In [16]:
import pickle
import numpy as np

## Importing Data

### TF-IDF

In [17]:
with open('../DATA/tfidf_data.pkl', 'rb') as f:
    data = pickle.load(f)

X_train_tfidf = data['X_train']
X_test_tfidf = data['X_test']
y_train_tfidf = data['y_train']
y_test_tfidf = data['y_test']
vectorizer_tfidf = data['vectorizer']

### Count Vectorizer

In [18]:
with open('../DATA/count_data.pkl', 'rb') as f:
    data = pickle.load(f)

X_train_count = data['X_train']
X_test_count = data['X_test']
y_train_count = data['y_train']
y_test_count = data['y_test']
vectorizer_count = data['vectorizer']

### Train Models

In [19]:
print("X_train_tfidf shape:", X_train_tfidf.shape)
print("y_train_tfidf shape:", y_train_tfidf.shape)

print("X_test_tfidf shape:", X_test_tfidf.shape)
print("y_test_tfidf shape:", y_test_tfidf.shape)

print("\nX_train_count shape:", X_train_count.shape)
print("y_train_count shape:", y_train_count.shape)

print("X_test_count shape:", X_test_count.shape)
print("y_test_count shape:", y_test_count.shape)

X_train_tfidf shape: (127656, 5000)
y_train_tfidf shape: (127656, 6)
X_test_tfidf shape: (31915, 5000)
y_test_tfidf shape: (31915, 6)

X_train_count shape: (127656, 5000)
y_train_count shape: (127656, 6)
X_test_count shape: (31915, 5000)
y_test_count shape: (31915, 6)


In [26]:
from sklearn.linear_model import Perceptron
import numpy as np

# Toxic-only binary labels
y_train_toxic_tfidf = y_train_tfidf[:, 0].astype(int)
y_test_toxic_tfidf = y_test_tfidf[:, 0].astype(int)

y_train_toxic_count = y_train_count[:, 0].astype(int)
y_test_toxic_count = y_test_count[:, 0].astype(int)

# Training perceptrons
tfidf_perceptron = Perceptron()

◆ **Record extracts**:
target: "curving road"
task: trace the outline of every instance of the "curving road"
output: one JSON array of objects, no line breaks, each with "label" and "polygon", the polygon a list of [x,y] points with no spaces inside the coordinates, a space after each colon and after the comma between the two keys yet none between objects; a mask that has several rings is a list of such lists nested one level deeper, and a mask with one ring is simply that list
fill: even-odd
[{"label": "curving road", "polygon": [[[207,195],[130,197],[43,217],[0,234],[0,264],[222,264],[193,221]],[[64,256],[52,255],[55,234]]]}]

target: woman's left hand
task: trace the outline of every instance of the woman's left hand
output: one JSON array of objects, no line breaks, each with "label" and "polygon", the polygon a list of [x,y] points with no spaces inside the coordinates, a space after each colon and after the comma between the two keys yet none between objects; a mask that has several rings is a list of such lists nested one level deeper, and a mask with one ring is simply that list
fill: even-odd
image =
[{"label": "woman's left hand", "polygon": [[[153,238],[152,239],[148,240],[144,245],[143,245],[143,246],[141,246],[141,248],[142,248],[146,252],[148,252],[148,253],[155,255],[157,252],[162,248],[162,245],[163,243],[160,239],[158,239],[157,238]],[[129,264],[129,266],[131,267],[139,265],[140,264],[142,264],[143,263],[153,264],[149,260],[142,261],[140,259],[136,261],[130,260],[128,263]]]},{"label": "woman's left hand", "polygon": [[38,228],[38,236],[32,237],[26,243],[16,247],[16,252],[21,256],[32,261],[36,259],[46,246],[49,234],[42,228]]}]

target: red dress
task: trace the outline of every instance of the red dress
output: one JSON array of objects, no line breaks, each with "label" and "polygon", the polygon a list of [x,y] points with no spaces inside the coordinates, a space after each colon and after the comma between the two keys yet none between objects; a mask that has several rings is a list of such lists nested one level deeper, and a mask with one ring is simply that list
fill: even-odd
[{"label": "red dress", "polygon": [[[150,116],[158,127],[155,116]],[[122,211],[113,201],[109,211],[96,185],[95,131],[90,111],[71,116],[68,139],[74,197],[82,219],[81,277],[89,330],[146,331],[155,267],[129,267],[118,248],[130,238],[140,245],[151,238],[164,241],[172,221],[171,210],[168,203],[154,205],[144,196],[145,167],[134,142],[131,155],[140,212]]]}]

◆ **Task set**:
a: Answer the following from the perceptron notebook:
(i) From which file path is the Count Vectorizer data loaded?
(ii) How many rows does X_test_tfidf contain?
(iii) Which column index of the label arrays supplies the toxic-only binary labels?
b: Resume the perceptron notebook with the code that comes after "tfidf_perceptron = Perceptron()".
The lines above are separate material and have no connection to the notebook.

◆ **Results of the exercise**:
a:
(i) '../DATA/count_data.pkl'
(ii) 31915
(iii) Index 0

b:
tfidf_perceptron.fit(X_train_tfidf, y_train_toxic_tfidf)

count_perceptron = Perceptron()
count_perceptron.fit(X_train_count, y_train_toxic_count)

print("Training completed.")

Training completed.


### Comparing Models

In [None]:
from sklearn.metrics import accuracy_score

tfidf_train_pred = tfidf_perceptron.predict(X_train_tfidf)
tfidf_test_pred = tfidf_perceptron.predict(X_test_tfidf)

count_train_pred = count_perceptron.predict(X_train_count)
count_test_pred = count_perceptron.predict(X_test_count)

print(f'TF-IDF Perceptron Training Accuracy: {accuracy_score(y_train_toxic_tfidf, tfidf_train_pred):.4f}')
print(f'TF-IDF Perceptron Testing Accuracy: {accuracy_score(y_test_toxic_tfidf, tfidf_test_pred):.4f}')
print(f'Count Vectorizer Perceptron Training Accuracy: {accuracy_score(y_train_toxic_count, count_train_pred):.4f}')
print(f'Count Vectorizer Perceptron Testing Accuracy: {accuracy_score(y_test_toxic_count, count_test_pred):.4f}')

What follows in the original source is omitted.